## STORED DATA

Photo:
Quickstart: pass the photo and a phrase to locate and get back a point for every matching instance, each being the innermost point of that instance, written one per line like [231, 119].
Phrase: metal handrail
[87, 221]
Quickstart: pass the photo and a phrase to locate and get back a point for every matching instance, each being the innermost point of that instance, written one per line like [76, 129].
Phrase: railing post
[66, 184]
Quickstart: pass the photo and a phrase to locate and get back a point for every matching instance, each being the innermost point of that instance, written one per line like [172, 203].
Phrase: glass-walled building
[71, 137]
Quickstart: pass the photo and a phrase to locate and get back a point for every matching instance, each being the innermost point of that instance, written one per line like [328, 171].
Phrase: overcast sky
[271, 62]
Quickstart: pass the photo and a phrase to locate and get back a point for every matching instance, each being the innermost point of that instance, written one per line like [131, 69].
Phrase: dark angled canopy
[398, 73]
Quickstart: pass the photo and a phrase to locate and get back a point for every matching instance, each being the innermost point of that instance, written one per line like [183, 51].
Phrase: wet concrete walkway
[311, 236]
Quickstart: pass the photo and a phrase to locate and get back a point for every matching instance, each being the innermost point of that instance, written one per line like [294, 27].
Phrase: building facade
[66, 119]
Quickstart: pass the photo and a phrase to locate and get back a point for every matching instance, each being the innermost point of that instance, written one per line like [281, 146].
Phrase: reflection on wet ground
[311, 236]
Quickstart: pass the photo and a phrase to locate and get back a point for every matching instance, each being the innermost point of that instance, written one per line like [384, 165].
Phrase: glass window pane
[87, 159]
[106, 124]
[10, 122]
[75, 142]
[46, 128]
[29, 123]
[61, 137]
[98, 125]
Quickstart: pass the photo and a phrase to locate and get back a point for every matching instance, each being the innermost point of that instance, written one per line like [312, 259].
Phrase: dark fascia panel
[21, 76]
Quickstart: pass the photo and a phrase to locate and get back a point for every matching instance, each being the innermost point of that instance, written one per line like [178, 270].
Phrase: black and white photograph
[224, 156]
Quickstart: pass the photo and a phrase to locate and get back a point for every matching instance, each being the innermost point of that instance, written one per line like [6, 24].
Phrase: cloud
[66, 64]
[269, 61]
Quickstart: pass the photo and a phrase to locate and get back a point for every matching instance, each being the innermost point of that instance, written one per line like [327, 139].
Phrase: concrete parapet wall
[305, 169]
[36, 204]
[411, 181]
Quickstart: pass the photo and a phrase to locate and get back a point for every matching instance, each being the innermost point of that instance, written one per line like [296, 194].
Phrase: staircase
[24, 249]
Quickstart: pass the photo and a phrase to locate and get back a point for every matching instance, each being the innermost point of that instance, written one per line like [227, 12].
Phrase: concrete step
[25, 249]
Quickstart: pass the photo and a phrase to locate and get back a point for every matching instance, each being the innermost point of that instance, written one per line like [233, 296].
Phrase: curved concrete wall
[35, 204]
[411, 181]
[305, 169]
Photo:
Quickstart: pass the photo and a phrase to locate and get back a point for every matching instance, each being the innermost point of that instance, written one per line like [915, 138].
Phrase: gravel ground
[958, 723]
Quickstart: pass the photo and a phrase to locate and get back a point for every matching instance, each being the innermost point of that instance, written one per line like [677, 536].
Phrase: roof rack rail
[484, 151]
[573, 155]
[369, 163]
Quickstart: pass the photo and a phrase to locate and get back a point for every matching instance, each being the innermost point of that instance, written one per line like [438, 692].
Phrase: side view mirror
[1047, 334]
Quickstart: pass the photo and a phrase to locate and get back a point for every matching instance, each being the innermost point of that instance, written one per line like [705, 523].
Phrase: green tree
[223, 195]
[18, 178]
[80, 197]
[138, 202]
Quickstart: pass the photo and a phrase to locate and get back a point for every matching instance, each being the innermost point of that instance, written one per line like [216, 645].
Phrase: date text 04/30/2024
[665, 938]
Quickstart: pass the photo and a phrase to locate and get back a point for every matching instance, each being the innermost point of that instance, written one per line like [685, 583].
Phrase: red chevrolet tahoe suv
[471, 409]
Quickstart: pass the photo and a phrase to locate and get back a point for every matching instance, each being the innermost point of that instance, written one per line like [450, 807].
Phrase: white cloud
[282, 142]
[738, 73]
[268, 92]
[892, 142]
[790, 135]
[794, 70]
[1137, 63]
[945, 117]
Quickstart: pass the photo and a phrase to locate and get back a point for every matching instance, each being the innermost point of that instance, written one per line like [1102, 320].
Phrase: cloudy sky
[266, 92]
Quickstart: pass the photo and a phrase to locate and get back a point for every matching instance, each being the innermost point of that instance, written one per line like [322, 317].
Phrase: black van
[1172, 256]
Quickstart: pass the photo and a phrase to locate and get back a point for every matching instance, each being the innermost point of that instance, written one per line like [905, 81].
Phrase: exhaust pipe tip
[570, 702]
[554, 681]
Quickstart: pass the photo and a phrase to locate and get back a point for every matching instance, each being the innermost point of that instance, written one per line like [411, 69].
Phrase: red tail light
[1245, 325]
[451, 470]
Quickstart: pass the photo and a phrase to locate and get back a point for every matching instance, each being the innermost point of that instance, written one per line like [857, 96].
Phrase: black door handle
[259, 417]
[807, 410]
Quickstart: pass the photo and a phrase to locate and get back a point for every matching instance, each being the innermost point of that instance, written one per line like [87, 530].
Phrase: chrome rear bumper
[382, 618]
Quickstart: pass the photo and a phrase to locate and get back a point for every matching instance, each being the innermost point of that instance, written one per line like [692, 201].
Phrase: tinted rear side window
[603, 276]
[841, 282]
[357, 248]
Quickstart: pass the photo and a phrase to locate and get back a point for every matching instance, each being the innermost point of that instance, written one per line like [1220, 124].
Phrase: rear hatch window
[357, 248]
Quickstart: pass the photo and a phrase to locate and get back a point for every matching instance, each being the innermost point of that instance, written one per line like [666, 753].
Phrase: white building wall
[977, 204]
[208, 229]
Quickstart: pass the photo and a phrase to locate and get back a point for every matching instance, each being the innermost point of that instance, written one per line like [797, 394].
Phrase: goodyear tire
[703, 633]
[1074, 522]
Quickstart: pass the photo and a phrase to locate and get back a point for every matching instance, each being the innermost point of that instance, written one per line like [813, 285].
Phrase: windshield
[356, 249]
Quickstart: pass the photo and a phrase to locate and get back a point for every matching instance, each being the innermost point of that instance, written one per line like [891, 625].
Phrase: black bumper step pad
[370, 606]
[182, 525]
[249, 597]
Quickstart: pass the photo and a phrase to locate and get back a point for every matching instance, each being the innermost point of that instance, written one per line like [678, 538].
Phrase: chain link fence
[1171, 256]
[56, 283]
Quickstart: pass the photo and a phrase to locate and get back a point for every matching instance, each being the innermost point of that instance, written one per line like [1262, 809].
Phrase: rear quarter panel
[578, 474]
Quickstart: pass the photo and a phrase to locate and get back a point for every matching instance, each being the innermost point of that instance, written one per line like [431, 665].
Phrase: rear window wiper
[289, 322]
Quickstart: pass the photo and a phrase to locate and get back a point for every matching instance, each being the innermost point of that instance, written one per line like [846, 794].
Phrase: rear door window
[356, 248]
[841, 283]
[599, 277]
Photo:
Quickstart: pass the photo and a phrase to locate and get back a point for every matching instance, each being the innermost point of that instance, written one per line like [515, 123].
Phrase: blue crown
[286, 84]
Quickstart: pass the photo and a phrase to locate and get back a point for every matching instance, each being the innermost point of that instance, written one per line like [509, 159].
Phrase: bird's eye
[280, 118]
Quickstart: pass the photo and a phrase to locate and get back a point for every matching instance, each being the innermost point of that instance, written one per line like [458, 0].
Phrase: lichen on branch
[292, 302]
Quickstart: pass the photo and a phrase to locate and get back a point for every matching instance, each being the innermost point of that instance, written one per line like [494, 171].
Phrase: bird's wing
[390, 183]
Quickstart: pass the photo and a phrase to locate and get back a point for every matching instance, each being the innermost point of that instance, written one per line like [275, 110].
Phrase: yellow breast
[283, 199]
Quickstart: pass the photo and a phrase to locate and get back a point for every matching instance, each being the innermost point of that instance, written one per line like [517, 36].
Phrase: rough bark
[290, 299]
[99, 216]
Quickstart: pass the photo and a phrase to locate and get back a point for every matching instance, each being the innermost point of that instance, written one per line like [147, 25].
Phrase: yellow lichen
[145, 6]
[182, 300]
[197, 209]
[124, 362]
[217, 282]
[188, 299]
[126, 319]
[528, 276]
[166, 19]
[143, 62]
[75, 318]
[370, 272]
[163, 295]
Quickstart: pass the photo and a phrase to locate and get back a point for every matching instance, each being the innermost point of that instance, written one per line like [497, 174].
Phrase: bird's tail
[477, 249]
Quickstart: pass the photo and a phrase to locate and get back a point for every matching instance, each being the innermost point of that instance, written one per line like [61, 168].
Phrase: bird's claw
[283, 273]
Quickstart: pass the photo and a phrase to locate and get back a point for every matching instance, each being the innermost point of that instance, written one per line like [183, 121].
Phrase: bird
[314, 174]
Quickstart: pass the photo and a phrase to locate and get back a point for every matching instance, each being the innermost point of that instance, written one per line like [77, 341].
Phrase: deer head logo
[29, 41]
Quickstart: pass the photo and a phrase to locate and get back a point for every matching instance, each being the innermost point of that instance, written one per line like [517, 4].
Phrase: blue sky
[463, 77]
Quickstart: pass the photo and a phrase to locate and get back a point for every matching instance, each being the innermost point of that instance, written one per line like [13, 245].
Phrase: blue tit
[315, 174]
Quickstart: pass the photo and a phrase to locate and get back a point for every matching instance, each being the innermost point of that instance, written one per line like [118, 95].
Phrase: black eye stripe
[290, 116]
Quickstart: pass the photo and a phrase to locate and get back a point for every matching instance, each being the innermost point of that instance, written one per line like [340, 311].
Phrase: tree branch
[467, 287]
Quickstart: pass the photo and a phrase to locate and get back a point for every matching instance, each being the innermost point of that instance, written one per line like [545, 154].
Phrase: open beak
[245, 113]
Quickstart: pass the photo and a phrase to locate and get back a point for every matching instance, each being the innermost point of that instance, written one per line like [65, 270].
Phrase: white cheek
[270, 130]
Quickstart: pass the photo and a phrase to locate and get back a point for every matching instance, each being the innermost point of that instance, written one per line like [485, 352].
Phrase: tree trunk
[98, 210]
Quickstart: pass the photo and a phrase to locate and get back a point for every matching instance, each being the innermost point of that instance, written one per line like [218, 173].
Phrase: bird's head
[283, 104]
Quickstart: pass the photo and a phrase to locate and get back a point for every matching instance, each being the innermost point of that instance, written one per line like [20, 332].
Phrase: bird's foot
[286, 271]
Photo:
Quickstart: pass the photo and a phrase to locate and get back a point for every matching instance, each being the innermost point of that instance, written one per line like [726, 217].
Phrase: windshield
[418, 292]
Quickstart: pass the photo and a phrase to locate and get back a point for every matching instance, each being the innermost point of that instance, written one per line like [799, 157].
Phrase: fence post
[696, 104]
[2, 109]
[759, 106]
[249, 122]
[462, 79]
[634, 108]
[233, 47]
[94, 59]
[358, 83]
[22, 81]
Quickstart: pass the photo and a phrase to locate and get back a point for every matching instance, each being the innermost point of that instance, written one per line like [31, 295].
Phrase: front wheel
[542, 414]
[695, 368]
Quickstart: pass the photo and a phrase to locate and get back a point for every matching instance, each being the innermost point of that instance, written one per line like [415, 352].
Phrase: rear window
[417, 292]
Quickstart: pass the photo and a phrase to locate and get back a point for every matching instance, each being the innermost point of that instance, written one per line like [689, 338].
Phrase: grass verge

## SET PROBLEM
Beginning at the line that holds "like [31, 295].", write out word for word each line through the end of the records.

## FULL ANSWER
Quickstart: pass the photo and a phrase to locate and get back a point for every matching instance, each being the innermost point of that instance, written one per line like [31, 295].
Phrase: front wheel
[542, 414]
[695, 368]
Quickstart: pass the photo and a phrase to locate and get back a point for every matching instance, each being the innermost point of that instance, written one per line like [415, 352].
Phrase: rear window
[417, 292]
Quickstart: pass the photo and a phrase to locate and get back a point for every matching instance, each being the innermost point of that instance, written one per line like [689, 338].
Phrase: grass verge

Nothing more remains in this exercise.